Every line below should be copied exactly; drop the pictures.
========================================================================
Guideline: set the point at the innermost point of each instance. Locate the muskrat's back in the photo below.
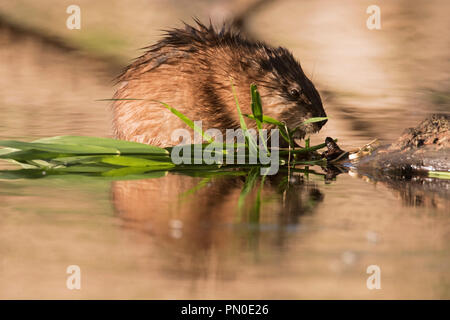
(190, 69)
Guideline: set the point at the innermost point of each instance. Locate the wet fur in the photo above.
(190, 69)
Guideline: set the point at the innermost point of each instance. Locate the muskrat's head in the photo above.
(286, 93)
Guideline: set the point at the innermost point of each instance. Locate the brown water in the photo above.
(154, 238)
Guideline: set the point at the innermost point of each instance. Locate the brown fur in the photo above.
(190, 69)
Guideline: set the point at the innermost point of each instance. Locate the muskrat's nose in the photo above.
(322, 123)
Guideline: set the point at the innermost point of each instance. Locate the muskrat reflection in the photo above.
(196, 221)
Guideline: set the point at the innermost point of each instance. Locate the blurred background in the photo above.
(374, 84)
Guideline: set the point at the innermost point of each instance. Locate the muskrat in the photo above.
(190, 69)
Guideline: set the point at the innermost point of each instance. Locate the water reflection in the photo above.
(194, 216)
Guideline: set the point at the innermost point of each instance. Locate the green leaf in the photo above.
(123, 147)
(188, 121)
(58, 148)
(127, 161)
(256, 106)
(317, 119)
(251, 142)
(266, 119)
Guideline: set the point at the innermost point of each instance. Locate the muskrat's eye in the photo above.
(294, 93)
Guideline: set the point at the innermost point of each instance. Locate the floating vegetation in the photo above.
(111, 158)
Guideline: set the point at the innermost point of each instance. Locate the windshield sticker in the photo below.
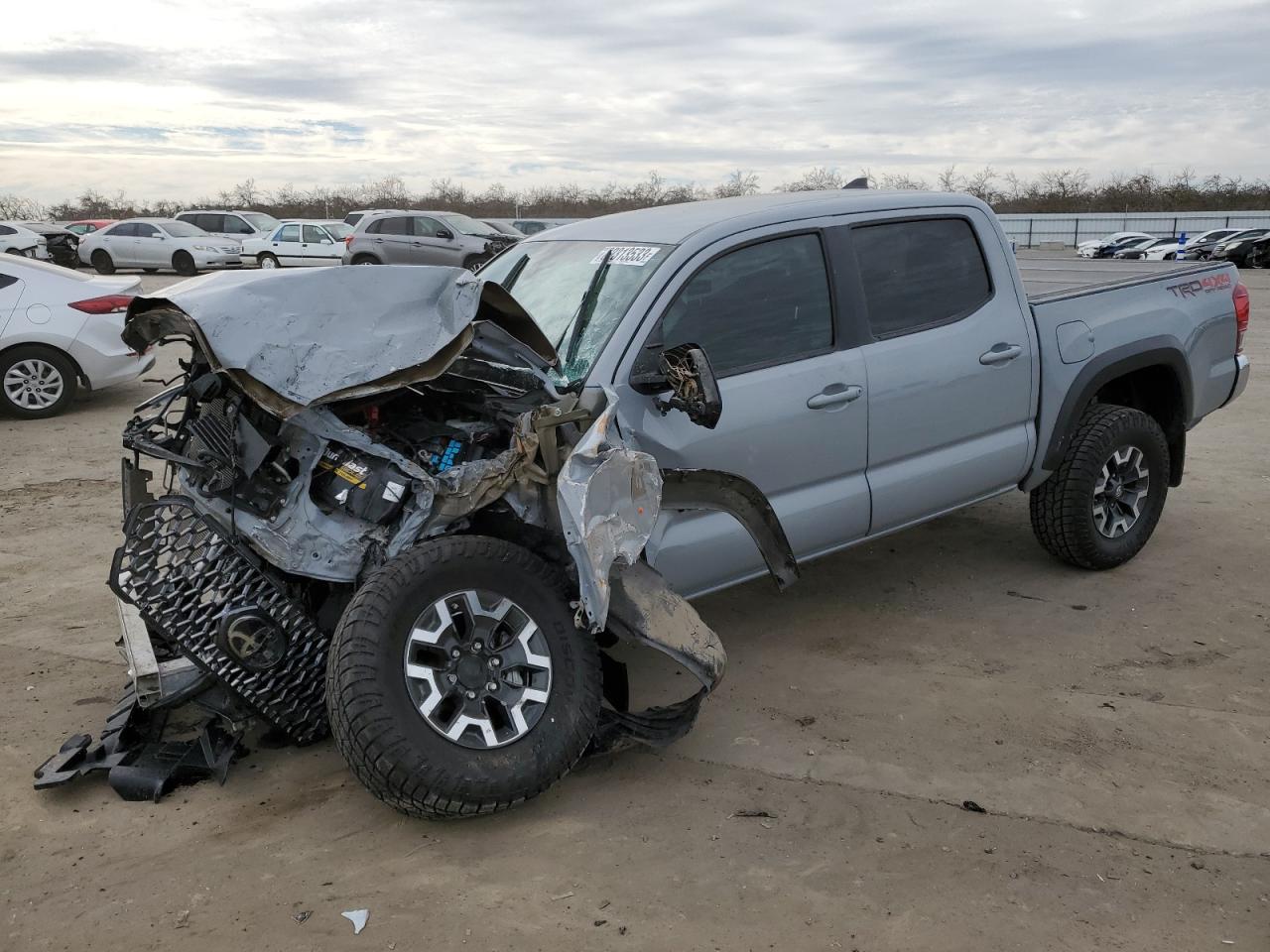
(626, 254)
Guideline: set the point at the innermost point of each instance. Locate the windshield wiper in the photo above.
(587, 307)
(515, 273)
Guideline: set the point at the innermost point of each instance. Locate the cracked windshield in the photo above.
(576, 291)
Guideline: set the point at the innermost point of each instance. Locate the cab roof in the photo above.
(674, 223)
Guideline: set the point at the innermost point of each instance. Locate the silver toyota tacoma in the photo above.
(421, 509)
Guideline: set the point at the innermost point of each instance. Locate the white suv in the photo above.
(239, 225)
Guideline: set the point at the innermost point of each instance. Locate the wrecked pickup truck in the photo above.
(395, 506)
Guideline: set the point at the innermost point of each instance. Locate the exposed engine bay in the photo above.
(331, 429)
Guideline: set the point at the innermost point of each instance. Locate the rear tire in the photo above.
(36, 382)
(1103, 502)
(102, 262)
(183, 263)
(390, 734)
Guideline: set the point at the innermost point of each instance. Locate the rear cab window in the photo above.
========================================================================
THE ANSWER:
Guideline: set the point at the innermost point of each instance. Locate the muskrat's back in the photo below.
(190, 69)
Guideline: set the point at the innermost point of each instance. Locate the wet fur in the photo above.
(190, 69)
Guideline: set the point at the innermost point of each instance. Locate the muskrat's head in the photo above.
(286, 93)
Guideline: set the point at the innermost point of each instance. Locate the brown water in the photo above.
(154, 238)
Guideline: set the point at the innermost point of each instance. Locate the brown fur in the photo above.
(190, 69)
Guideline: set the point at the innermost point of each instance. Locate the muskrat's nose in the photo above.
(322, 123)
Guideline: set the point at the innermost point of each instance. Locate the muskrat reflection in the photo above.
(196, 221)
Guideline: set the point at the innermost point of each instance. Locate the blurred background in the photo above.
(374, 84)
Guideline: set the point at the innermost point of each instance. Locate the muskrat in the photo above.
(190, 69)
Guideline: set the point at the innermost point of each instance. Locate the water reflection in the photo above.
(194, 216)
Guideline: set the point at the innermost point of each instance. Locate the green leaf in the photo above.
(123, 147)
(188, 121)
(58, 148)
(127, 161)
(256, 106)
(317, 119)
(251, 142)
(266, 119)
Guideline: set the point at the innermost point of each instance. Locate the muskrat's eye in the photo above.
(294, 93)
Guideline: set the point at the innermost point of each instance. Locate the floating vegetation in the photo above.
(111, 158)
Guideline: set the point at the innermost point of each instance. Locate the windshield sticker in the photo below.
(626, 254)
Guideline: set the point at the innermost point of each instance. Locate the windshield wiper in the photo above.
(587, 307)
(515, 273)
Guideline: set the point at the innermost point of each instance. Locate the cracked windshield in the photo above.
(576, 291)
Guideline: set the point at the innermost point of each instance. Locate the cab roof in the photo above.
(674, 223)
Guideline: set the point at the innermost point of each instance. Locate the silver toyota tacoma in the photo above.
(421, 509)
Guideline: set the point at the innermost point of each instance. Locate the white suv in the photo above.
(239, 225)
Guideline: set the point at the innermost point of each instance. Locate the wrecked pickup truck in the photo above.
(395, 506)
Guideline: set the point at the innermost point of each instance. Locate the exposed engine bay in the photo above.
(331, 429)
Guideline: set the point at the innermost point of each instance. Locate the rear tire in the photo above.
(36, 382)
(1103, 502)
(102, 262)
(183, 263)
(390, 734)
Guideline: set the point at the innermost point of each instance. Locate the rear cab window in the photo above.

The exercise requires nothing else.